===== DATA FOR THIS EXERCISE

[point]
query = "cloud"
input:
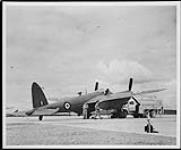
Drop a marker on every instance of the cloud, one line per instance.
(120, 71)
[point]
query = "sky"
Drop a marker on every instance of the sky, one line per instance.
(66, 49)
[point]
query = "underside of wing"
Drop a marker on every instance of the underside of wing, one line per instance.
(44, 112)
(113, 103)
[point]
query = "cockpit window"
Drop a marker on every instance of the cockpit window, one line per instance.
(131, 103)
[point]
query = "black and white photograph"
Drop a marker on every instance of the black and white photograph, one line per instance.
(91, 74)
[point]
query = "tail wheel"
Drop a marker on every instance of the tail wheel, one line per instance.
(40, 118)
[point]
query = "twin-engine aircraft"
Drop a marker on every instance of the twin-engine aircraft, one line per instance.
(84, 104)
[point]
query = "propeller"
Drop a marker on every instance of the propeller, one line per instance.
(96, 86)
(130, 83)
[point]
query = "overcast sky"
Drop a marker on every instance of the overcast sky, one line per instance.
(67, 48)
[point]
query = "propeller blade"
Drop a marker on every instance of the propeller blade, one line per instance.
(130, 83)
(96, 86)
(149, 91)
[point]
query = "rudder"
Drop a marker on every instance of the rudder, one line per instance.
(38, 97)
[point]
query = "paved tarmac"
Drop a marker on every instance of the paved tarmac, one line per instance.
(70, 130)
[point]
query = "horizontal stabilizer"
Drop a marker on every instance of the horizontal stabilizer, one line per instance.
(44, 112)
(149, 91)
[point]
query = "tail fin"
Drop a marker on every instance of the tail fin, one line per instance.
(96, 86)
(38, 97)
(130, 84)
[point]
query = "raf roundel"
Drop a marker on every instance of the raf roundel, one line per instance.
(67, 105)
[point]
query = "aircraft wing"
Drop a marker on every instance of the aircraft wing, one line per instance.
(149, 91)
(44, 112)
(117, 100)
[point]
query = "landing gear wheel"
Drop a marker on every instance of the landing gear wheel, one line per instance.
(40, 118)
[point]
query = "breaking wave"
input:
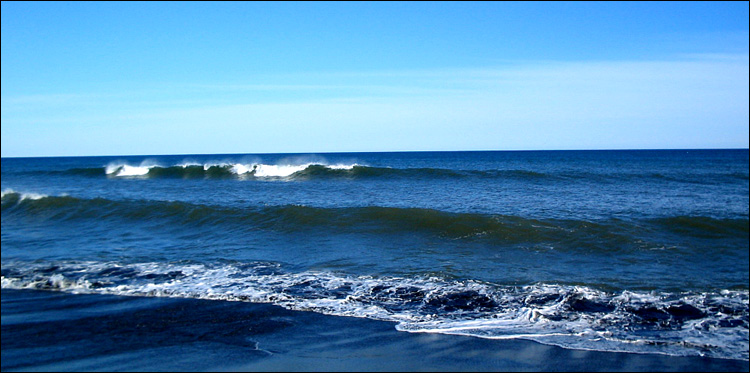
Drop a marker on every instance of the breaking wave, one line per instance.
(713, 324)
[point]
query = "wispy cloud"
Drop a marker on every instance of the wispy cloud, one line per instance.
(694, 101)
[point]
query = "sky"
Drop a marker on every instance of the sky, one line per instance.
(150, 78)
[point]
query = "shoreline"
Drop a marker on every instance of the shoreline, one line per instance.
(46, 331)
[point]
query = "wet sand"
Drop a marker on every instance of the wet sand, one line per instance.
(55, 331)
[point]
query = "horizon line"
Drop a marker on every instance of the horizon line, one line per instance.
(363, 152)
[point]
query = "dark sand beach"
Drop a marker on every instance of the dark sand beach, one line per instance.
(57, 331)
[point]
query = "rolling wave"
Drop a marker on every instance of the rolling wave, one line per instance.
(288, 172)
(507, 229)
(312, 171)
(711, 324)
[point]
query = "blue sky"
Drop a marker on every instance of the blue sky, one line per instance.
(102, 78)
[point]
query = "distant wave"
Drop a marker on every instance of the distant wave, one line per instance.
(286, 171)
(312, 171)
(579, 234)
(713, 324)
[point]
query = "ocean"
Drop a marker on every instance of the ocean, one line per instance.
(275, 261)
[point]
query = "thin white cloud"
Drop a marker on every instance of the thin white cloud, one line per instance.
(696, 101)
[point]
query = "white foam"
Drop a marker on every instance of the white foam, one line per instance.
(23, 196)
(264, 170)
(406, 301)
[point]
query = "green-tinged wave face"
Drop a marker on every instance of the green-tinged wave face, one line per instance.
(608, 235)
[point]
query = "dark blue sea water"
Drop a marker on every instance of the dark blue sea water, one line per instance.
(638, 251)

==========

[WHAT YOU WILL DO]
Transcribe the material exactly, and leave out whatever pictures it holds.

[RESULT FOR THIS EXERCISE]
[point]
query = "cloud"
input:
Drop a marker on every instance of the cloud, one line per instance.
(120, 71)
[point]
query = "sky"
Drop a marker on every instance of the sky, one line per instance.
(66, 49)
[point]
query = "underside of wing"
Drop a marker on every instance of the underside of wing, one line per instance.
(44, 112)
(113, 103)
[point]
query = "cockpit window"
Drop a marker on every instance of the cockpit window, one line per instance.
(131, 103)
[point]
query = "black and white photograph"
Drop a marker on every instance of the black and white photograph, one line per instance.
(91, 74)
[point]
query = "tail wheel"
Drop a marker on every instance of the tail wheel, one line per instance.
(40, 118)
[point]
query = "twin-engine aircraft"
Drop a marker on every instance of the twin-engine aircraft, one line per instance.
(84, 104)
[point]
query = "propeller"
Drop a marker on every instance of the propeller, one line per instance.
(96, 86)
(130, 83)
[point]
query = "overcast sky"
Drop a marker on every instance of the overcast sky, one line per instance.
(67, 48)
[point]
query = "propeller blade"
Drop a marker on every instance of the propeller blade, one line per instance.
(130, 83)
(96, 86)
(149, 91)
[point]
query = "rudder"
Drop a marker on every instance of the rudder, one line per instance.
(38, 97)
[point]
query = "paved tarmac"
Drop a marker on every instance of the paved tarmac, one line per instance.
(70, 130)
[point]
query = "horizontal stabilizer"
Drop a marker on every instance of the horizontal stabilizer, one line per instance.
(44, 112)
(149, 91)
[point]
query = "tail fin"
Drop a marker on every instance of the tail fin, one line per instance.
(96, 86)
(38, 97)
(130, 84)
[point]
query = "raf roundel"
Drop a marker on every instance of the raf roundel, one line per instance.
(67, 105)
[point]
query = "aircraft wing"
Drop a marker on every instance of the aircraft wing, one line per instance.
(149, 91)
(44, 112)
(117, 100)
[point]
query = "landing gear wheel"
Drop a marker on every instance of the landing gear wheel, one line per instance.
(40, 118)
[point]
query = "breaking wave"
input:
Drop a marker on every instance of the breaking wave, one line per instance.
(713, 324)
[point]
query = "wispy cloud"
Drop a marker on every instance of the wispy cloud, one line per instance.
(694, 101)
[point]
query = "sky"
Drop a marker on every instance of the sky, one line per instance.
(150, 78)
[point]
query = "shoreline"
Drop a marker on every instance of the shoreline, one line per instance.
(46, 331)
[point]
query = "wet sand"
Drop a marker on every instance of the wet sand, one line per instance.
(55, 331)
[point]
query = "horizon line"
Drop a marker on every instance of the horizon line, one line per instance.
(363, 152)
[point]
query = "dark sand beach"
Drop a marker on every instance of the dark sand beach, one line per instance.
(57, 331)
[point]
query = "rolling wave"
Drop a marker on every instance of the rolling wave, one line per instance.
(288, 172)
(507, 229)
(312, 171)
(711, 324)
[point]
query = "blue sky"
Drop a marker on every instance of the blue sky, one line per instance.
(102, 78)
[point]
query = "distant wave"
Drop a marker on every instance of the distant wave, one line per instance.
(286, 171)
(312, 171)
(579, 234)
(713, 324)
[point]
query = "ocean"
Drop a marker on every instance of the ocean, one line per instance.
(275, 261)
[point]
query = "thin white cloud"
Drop a marker on every instance of the thin white cloud, one line per instance.
(696, 101)
[point]
query = "white foam"
Drop a marker on every instance of the white foam, one line per instance.
(23, 196)
(264, 170)
(406, 301)
[point]
query = "green-tinged wave face"
Drop a marker on every instance of the green-tinged wave face, one line per instance.
(608, 235)
[point]
query = "dark blue sea water"
Drop a marker on every instance of the dark blue sea water, one line per instance.
(638, 251)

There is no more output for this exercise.